• Seçilmiş bölüm
____

Mevzubahis idrar ve dışkı olduğunda şüphesiz her birimiz yüzümüzü buruştururuz ancak Antik Romalılar için bunlar tiksinecek şeylerden ziyade ürettikleri atıkları geri dönüştürme noktasında bir nevi fırsat. Peki ama nasıl?
Eski çağlarda yaşamış insanların gündelik yaşantısı ile bizlerin şu anki hayatı, büyük oranda farklılık gösterse de işlerin idrar ve dışkılara kadar geleceği muhtemelen aklınızın ucuna bile gelmedi. Ancak Antik Roma’da durum, tahmin ettiğinizden oldukça farklıydı.
Burnunuzu tıkadıysanız o zamanın insanlarının, dışkıları hangi amaçlarla kullandıklarına bakalım.
Kokusuna tahammül edemediğimiz idrarla başlayalım.
İdrarın içeriğinde amonyağın olduğunu büyük ihtimalle duymuşuzdur. Eğer idrar dışarıda belli bir süre bekletilirse bir tür temizlik maddesi olarak kullanılan amonyak, bu sıvıdan ayrışır ve lekeleri rahatlıkla çıkarabilen bir madde haline gelir.
Romalılar da bu düşünceden yola çıkarak, kendi idrarlarını bir nevi ağız çalkalama suyu olarak kullandılar ve bu şekilde dişlerinin beyazladığını ve çürüklerinin azaldığını gördüler. Ayrıca Romalılara göre piyasadaki en kaliteli idrar Portekiz’den geliyordu ve bir iddiaya göre oranın idrarı dünyanın en güçlü sıvısıydı.

____

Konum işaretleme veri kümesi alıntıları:
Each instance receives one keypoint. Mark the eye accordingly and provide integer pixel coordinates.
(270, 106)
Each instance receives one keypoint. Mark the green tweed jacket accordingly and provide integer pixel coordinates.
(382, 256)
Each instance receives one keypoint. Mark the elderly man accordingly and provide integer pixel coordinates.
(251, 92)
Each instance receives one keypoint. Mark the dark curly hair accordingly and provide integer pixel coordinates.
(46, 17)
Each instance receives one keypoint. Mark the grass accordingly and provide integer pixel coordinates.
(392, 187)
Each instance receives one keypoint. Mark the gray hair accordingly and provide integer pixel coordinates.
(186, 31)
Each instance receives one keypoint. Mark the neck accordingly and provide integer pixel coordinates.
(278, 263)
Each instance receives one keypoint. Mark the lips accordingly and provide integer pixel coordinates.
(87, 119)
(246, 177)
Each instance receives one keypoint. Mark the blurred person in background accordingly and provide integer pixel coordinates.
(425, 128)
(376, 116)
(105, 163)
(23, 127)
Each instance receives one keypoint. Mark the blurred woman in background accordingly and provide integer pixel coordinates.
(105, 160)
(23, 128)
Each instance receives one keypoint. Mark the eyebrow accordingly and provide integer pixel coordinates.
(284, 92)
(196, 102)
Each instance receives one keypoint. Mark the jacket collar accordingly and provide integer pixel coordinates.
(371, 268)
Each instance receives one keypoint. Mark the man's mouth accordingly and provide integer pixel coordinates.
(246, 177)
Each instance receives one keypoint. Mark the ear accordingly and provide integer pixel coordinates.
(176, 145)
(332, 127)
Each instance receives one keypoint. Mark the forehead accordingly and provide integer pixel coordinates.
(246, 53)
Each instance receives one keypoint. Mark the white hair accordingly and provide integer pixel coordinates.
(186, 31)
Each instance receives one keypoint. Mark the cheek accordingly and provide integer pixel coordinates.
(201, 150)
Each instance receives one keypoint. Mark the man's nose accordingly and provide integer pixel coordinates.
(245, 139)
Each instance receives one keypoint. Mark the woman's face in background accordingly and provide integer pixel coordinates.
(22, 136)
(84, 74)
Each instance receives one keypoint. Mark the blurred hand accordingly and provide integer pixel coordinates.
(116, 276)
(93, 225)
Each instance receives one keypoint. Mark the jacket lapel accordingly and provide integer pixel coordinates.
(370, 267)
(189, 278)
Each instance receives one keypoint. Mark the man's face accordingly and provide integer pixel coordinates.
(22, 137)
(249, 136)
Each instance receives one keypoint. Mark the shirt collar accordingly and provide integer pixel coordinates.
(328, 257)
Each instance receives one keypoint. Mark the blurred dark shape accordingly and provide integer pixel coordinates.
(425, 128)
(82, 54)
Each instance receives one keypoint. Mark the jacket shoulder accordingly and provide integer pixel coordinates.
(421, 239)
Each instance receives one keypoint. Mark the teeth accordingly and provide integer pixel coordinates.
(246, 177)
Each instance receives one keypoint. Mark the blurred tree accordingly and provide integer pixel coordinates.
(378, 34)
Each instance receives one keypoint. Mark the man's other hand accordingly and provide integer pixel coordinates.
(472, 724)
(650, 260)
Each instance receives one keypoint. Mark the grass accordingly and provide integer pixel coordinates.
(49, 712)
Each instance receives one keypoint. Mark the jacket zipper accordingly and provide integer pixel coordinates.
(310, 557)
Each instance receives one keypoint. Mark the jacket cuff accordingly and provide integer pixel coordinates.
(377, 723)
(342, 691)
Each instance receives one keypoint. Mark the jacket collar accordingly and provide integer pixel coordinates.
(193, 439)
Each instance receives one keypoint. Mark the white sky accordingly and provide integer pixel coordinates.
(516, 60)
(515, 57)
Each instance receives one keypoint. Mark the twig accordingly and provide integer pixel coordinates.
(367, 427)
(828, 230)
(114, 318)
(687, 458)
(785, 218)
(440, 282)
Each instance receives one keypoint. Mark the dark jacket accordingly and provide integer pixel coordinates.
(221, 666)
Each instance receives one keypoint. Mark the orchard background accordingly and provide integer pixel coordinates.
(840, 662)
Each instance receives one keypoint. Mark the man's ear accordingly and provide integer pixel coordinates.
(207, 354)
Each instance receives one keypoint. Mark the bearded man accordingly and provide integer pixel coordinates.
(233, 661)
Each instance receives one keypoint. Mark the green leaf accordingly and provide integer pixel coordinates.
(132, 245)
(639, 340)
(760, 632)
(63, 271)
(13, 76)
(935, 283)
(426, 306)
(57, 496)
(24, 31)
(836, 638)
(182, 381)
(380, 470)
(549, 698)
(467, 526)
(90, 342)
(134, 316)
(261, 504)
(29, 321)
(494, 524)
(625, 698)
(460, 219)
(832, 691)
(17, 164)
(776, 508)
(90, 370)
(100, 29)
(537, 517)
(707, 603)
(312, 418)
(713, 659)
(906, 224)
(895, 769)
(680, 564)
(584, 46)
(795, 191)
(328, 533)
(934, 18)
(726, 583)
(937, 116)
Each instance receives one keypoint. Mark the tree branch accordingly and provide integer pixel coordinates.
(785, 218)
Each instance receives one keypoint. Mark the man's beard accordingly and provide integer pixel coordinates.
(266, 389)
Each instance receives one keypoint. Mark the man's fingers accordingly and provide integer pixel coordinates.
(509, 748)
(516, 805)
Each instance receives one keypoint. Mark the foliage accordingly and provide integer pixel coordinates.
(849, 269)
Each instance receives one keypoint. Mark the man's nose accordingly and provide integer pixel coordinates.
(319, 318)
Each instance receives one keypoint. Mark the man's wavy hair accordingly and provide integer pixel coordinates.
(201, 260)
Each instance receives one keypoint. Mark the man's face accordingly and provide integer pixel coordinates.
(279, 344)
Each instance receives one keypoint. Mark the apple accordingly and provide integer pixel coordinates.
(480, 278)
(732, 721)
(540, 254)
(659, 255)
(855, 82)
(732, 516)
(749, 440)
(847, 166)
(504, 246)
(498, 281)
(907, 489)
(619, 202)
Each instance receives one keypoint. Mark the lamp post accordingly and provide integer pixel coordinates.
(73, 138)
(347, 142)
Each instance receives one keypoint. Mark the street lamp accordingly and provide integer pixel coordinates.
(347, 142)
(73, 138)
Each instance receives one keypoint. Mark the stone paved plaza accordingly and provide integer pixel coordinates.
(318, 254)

____

• Görev ayrıntıları
Antik Roma'da idrar ve dışkının nasıl kullanıldığını anlatan yazıyı son cümlesinden itibaren sürdürün.

• Görevin yanıtı
İdrarın içeriğinde bulunan tek madde elbette yalnızca amonyak değil. Bu sıvı ayrıca belli miktarlarda azot ve fosfor da içermekte.
Romalılar da idrarın içindeki bu maddelerin bitkilerine oldukça faydalı olacağını düşündü ve suyun yanında idrarla da çiçeklerini sulamaya başladı. Ayrıca Romalı bir yazar olan Columella, uzun bir süre bekletilmiş insan idrarının, nar yetiştirmek için oldukça yararlı olduğunu ve böylelikle narların daha lezzetli ve sulu bir hale geldiğini öne sürdü.
Oldukça tiksindirici olarak kabul ettiğimiz idrar, Antik Romalılar için giysi temizliğinin adeta ham maddesiydi!
O zamanların insanları idrarın içeriğinde bulunan amonyağı, çuhahane (bir bakıma çamaşırhane) adı verilen yerlerde togalarını (Romalı giysisi) temizlemek için kullanırdı. İki aşamadan oluşan bu temizlikte öncelikle erkekler, adeta bir çamaşır makinesiymişçesine hareket eder ve içi idrar dolu fıçılarda togaların üstünde tüm gücüyle zıplardı.
Bu işlemden sonra, idrarla yıkanmış kıyafetler küle bulanır ve böylelikle çamaşırlar temizlenmiş sayılırdı. Antik Romalılar her iki uygulamayla da giysilerindeki yağların çözüldüğünü ve daha parlak bir görünüme kavuştuğunu düşünürdü.
Hayvanların bazı hastalıklarına çare olacağı düşüncesiyle, insan idrarlarının onlara içirildiğini söylesek?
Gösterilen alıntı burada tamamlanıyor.